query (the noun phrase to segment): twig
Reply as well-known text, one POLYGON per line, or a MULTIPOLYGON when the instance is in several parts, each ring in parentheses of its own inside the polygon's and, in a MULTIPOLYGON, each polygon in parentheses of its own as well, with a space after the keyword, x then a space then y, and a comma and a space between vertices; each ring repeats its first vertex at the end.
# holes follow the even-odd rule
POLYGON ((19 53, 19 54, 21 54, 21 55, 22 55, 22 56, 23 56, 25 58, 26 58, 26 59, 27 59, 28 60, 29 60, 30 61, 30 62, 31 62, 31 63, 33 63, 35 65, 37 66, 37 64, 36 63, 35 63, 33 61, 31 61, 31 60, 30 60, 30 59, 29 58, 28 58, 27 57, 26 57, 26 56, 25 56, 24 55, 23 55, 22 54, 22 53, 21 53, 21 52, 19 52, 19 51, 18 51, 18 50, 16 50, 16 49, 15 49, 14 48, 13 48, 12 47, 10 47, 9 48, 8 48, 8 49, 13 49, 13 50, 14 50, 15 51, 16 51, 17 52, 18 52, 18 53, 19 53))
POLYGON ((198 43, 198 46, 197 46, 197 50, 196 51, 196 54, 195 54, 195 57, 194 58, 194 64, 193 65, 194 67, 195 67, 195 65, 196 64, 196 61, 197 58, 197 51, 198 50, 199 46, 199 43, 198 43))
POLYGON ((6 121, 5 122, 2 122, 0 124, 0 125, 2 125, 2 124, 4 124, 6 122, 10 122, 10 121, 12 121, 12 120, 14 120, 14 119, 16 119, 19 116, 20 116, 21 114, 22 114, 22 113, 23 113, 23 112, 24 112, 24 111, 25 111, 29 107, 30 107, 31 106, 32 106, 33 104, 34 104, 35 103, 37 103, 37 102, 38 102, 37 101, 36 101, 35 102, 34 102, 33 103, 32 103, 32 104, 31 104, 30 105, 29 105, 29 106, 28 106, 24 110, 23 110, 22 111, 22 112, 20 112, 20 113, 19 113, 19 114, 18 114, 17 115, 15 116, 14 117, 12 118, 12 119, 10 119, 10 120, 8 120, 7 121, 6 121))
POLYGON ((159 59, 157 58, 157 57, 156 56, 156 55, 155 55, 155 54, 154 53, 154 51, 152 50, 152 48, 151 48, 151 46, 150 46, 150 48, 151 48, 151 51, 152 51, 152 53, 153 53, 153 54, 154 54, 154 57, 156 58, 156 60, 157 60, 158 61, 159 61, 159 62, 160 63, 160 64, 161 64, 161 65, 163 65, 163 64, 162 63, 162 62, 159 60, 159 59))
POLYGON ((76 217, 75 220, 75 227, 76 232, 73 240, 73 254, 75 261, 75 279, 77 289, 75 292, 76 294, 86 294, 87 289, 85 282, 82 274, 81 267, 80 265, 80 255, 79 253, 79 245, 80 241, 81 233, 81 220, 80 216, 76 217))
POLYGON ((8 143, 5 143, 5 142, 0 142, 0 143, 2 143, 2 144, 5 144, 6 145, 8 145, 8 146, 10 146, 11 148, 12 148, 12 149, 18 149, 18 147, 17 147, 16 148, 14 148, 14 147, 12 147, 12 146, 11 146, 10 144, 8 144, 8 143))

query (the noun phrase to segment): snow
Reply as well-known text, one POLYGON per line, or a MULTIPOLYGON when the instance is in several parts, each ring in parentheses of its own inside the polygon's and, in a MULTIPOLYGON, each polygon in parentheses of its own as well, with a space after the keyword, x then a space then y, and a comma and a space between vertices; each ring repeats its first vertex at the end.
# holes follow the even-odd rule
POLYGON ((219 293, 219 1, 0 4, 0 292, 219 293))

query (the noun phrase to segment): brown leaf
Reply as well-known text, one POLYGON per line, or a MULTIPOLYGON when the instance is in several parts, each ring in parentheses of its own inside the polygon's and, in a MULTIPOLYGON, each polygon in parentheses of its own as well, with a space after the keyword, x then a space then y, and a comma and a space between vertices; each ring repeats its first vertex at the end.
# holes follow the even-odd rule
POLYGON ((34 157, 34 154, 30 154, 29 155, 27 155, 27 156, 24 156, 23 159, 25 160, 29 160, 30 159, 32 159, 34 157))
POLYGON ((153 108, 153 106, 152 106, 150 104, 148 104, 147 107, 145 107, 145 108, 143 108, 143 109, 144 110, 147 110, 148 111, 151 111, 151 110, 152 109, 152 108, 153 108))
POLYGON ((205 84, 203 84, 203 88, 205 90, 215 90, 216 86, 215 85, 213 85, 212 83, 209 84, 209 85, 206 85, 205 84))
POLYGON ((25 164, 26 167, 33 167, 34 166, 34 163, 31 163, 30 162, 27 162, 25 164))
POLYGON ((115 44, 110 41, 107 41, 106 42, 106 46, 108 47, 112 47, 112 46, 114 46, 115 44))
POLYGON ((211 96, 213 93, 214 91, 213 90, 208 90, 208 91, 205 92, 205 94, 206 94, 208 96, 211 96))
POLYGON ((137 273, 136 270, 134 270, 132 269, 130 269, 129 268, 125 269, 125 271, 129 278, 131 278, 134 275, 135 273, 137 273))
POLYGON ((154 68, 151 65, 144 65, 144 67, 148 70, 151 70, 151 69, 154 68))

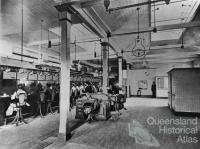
· · · · ·
[Exercise instructions]
Can you render every line of the items above as a Markdown table with two columns, Row for the row number and Content for the line, skipping blank lines and leaving the pictures out?

[Response]
| Row | Content |
|---|---|
| 1 | query (the noun phrase to segment): twig |
| 2 | Reply as well-known text, one POLYGON per line, or a MULTIPOLYGON when the instance is in several parts, each ring in parentheses of its own inside the polygon's and, in a MULTIPOLYGON, each polygon in parentheses of its own as well, with a space after the keyword, x then a space then y, and a comma and a space between vertices; each ring repeats its first vertex at the end. |
| 3 | # holes follow the even-odd rule |
| 4 | POLYGON ((19 53, 19 54, 21 54, 21 55, 22 55, 22 56, 23 56, 25 58, 26 58, 26 59, 27 59, 28 60, 29 60, 30 61, 30 62, 31 62, 31 63, 33 63, 35 65, 37 66, 37 64, 36 63, 35 63, 33 61, 31 61, 31 60, 30 60, 30 59, 29 58, 28 58, 27 57, 26 57, 26 56, 25 56, 24 55, 23 55, 22 54, 22 53, 21 53, 21 52, 19 52, 19 51, 18 51, 18 50, 16 50, 16 49, 15 49, 14 48, 13 48, 12 47, 10 47, 9 48, 8 48, 8 49, 13 49, 13 50, 14 50, 15 51, 16 51, 17 52, 18 52, 18 53, 19 53)) |
| 5 | POLYGON ((198 43, 198 46, 197 46, 197 50, 196 51, 196 54, 195 54, 195 57, 194 58, 194 64, 193 65, 194 67, 195 67, 195 65, 196 64, 196 61, 197 58, 197 51, 198 50, 199 46, 199 43, 198 43)) |
| 6 | POLYGON ((6 121, 5 122, 2 122, 0 124, 0 125, 2 125, 2 124, 4 124, 6 122, 10 122, 10 121, 12 121, 12 120, 14 120, 14 119, 16 119, 19 116, 20 116, 21 114, 22 114, 22 113, 23 113, 23 112, 24 112, 24 111, 25 111, 29 107, 30 107, 31 106, 32 106, 33 104, 34 104, 35 103, 37 103, 37 102, 38 102, 37 101, 36 101, 35 102, 34 102, 33 103, 32 103, 32 104, 31 104, 30 105, 29 105, 29 106, 28 106, 24 110, 23 110, 22 111, 22 112, 20 112, 20 113, 19 113, 19 114, 18 114, 17 115, 15 116, 14 117, 12 118, 12 119, 10 119, 10 120, 8 120, 7 121, 6 121)) |
| 7 | POLYGON ((159 59, 157 58, 157 57, 156 56, 156 55, 155 55, 155 54, 154 53, 154 51, 152 50, 152 48, 151 48, 151 46, 150 46, 150 48, 151 48, 151 51, 152 51, 152 53, 153 53, 153 54, 154 54, 154 57, 156 58, 156 60, 157 60, 158 61, 159 61, 159 62, 160 63, 160 64, 161 64, 161 65, 163 65, 163 64, 162 63, 162 62, 159 60, 159 59)) |
| 8 | POLYGON ((76 217, 75 220, 75 227, 76 232, 73 240, 73 254, 75 261, 75 279, 77 289, 75 292, 76 294, 86 294, 87 289, 85 282, 82 274, 81 267, 80 265, 80 255, 79 253, 79 245, 80 241, 81 233, 81 220, 80 216, 76 217)) |
| 9 | POLYGON ((8 143, 5 143, 5 142, 0 142, 0 143, 2 143, 2 144, 5 144, 6 145, 8 145, 8 146, 10 146, 11 148, 12 148, 12 149, 18 149, 18 147, 17 147, 16 148, 14 148, 14 147, 12 147, 12 146, 11 146, 10 144, 8 144, 8 143)) |
| 10 | query (the noun phrase to segment): snow |
| 11 | Reply as well-known text, one POLYGON per line, or a MULTIPOLYGON when the instance is in several parts, each ring in parentheses of its own inside the polygon's and, in a MULTIPOLYGON, each polygon in parentheses of its own as well, with a space after the keyword, x then a space then y, and a comma and a space between vertices; each ring repeats its first vertex at the end. |
| 12 | # holes follow the even-odd rule |
| 13 | POLYGON ((219 293, 219 1, 0 4, 0 292, 219 293)) |
| 14 | query (the noun phrase to segment): brown leaf |
| 15 | Reply as well-known text, one POLYGON per line, or a MULTIPOLYGON when the instance is in several parts, each ring in parentheses of its own inside the polygon's and, in a MULTIPOLYGON, each polygon in parentheses of its own as well, with a space after the keyword, x then a space then y, and a comma and a space between vertices; each ring repeats its first vertex at the end. |
| 16 | # holes follow the even-odd rule |
| 17 | POLYGON ((34 157, 34 154, 30 154, 29 155, 27 155, 27 156, 24 156, 23 159, 25 160, 29 160, 30 159, 32 159, 34 157)) |
| 18 | POLYGON ((153 108, 153 106, 152 106, 150 104, 148 104, 147 107, 145 107, 145 108, 143 108, 143 109, 144 110, 147 110, 148 111, 151 111, 151 110, 152 109, 152 108, 153 108)) |
| 19 | POLYGON ((205 84, 203 84, 203 88, 205 90, 215 90, 216 86, 215 85, 213 85, 212 83, 209 84, 209 85, 206 85, 205 84)) |
| 20 | POLYGON ((25 164, 26 167, 33 167, 34 166, 34 163, 31 163, 30 162, 27 162, 25 164)) |
| 21 | POLYGON ((115 44, 110 41, 107 41, 106 42, 106 46, 108 47, 112 47, 112 46, 114 46, 115 44)) |
| 22 | POLYGON ((211 96, 213 93, 214 91, 213 90, 208 90, 208 91, 205 92, 205 94, 206 94, 208 96, 211 96)) |
| 23 | POLYGON ((137 273, 136 270, 134 270, 132 269, 130 269, 129 268, 125 269, 125 271, 129 278, 131 278, 134 275, 135 273, 137 273)) |
| 24 | POLYGON ((154 68, 151 65, 144 65, 144 67, 148 70, 151 70, 151 69, 154 68)) |